Try doing that without using any IC's. Our OP is having a tough time getting the ten switch circuit to work; suggesting added complexity really isn't much help.

Edit: Further, why even use a transistor? You could just series a bank of N.O. and N.C. switches with the relay coil. Much simpler, don't you think?

Click to expand...

That would also be more simple for someone to figure out how it works; thus what the combination is.

Thanks alot SgtWookie and joeyd999

I am also going to use a dc toy motor and a buzzer, when incorrect sequence is entered, the buzzer should start, and when the correct sequence is entered the motor should start, so for that i am using the DPDT relay that is correct ?

Quote:
Originally Posted by joeyd999
BTW, a drawback of this circuit is that it is far too easy to quickly guess the right code.

Ten SPST switches makes for 1,023 wrong combinations and one correct combination; each switch you add doubles the complexity.

Click to expand...

Well, you'd be right about the numbers if the buttons were pressed sequentially, (assuming the person trying to crack it already knows it's 5 buttons), but the way the system works makes it unexpectedly easy to brute force.

If someone pushes and holds the first button the probability of it being corect is 5/10. If they are correct the second button is 4/9, the third 3/8, the fourth 2/7 and the 5th 1/6 so the actual probability of a random attempt being correct is (5*4*3*2*1)/(10*9*8*7*6) = 120/30240 = 1/252

Consider now if someone holds down 4 buttons then mashes the keyboard in such a way that the remaining buttons are pushed one by one, not particularly hard to do in a couple of seconds but you significantly drop the number of attempts needed - the probability of each 4 buttons + keyboard mash hitting the correct answer is 1/42 (6 times more likely than getting 5 buttons).

I've cracked a poorly designed bike lock in a couple of minutes before now where it had 3 levers with 12 positions each. You'd expect 12^3 combinations but because it used levers you could set the first two and flick the last lever to test 12 combinations at once, so you could actually try all the combinations in 144 attempts and about 3 minutes.

hzk17 said:

One Transistor Code Lock, Description: This is of course the simplest electronic code lock circuit one can make. The circuit uses one transistor, a relay and few passive components. The simplicity does not have any influence on the performance and this circuit works really fine.

────────────────────

● **Parts of the exercise**:
1. According to the code lock discussion, why could the bike lock with 3 levers of 12 positions each be opened in only 144 attempts?
2. From the code lock discussion, extract the passage starting at "Try doing that" and ending at "isn't much help.".
3. List every forum username mentioned in the code lock discussion.
The records below come from a separate source and are not part of the code lock discussion.

────────────────────

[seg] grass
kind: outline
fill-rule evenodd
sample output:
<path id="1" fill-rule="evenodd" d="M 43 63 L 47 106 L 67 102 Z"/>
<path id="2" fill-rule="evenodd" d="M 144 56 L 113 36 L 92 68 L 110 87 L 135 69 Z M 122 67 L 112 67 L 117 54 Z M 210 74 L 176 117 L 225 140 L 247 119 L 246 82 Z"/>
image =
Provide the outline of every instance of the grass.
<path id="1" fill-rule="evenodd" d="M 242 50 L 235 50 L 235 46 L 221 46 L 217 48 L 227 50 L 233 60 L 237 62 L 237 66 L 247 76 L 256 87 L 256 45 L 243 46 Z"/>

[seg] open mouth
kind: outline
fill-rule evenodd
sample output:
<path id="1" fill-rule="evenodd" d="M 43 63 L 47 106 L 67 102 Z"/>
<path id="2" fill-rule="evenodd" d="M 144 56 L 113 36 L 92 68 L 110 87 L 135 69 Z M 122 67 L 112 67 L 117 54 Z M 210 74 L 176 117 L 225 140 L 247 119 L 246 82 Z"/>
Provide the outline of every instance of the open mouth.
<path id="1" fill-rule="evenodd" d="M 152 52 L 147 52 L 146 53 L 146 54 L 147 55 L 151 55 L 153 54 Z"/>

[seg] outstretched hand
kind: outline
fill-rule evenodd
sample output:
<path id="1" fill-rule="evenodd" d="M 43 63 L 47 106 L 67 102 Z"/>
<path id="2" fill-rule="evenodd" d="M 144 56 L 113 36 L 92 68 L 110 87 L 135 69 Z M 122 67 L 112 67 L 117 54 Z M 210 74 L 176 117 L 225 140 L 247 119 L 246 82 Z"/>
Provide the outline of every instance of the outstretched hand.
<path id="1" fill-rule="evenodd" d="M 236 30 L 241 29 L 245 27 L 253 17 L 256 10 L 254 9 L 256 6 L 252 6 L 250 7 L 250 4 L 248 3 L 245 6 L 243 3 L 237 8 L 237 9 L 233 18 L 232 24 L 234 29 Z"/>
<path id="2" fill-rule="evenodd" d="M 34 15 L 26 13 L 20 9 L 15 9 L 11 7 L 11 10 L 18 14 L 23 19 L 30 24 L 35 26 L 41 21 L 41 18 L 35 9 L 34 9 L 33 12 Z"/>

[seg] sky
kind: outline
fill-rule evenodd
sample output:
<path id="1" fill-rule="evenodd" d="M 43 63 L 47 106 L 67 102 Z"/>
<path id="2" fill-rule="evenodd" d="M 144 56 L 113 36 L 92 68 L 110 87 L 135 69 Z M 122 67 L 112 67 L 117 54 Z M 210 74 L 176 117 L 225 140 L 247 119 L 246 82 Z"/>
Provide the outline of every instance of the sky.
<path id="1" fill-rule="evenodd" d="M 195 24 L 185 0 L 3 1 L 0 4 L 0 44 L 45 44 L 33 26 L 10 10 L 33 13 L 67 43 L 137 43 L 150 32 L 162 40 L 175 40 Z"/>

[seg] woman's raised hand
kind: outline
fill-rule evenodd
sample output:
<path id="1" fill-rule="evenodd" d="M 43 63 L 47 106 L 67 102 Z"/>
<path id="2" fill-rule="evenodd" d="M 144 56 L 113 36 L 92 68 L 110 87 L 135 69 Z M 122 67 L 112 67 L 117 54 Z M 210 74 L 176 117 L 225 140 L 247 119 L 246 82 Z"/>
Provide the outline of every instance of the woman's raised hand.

────────────────────

● **Your responses**:
1. The lock used levers, so the first two could be set and the last lever flicked to test all 12 of its positions at once. Each attempt therefore covered 12 combinations, which brought the total down to 144 attempts.

2.
Try doing that without using any IC's. Our OP is having a tough time getting the ten switch circuit to work; suggesting added complexity really isn't much help.

3. SgtWookie, joeyd999, hzk17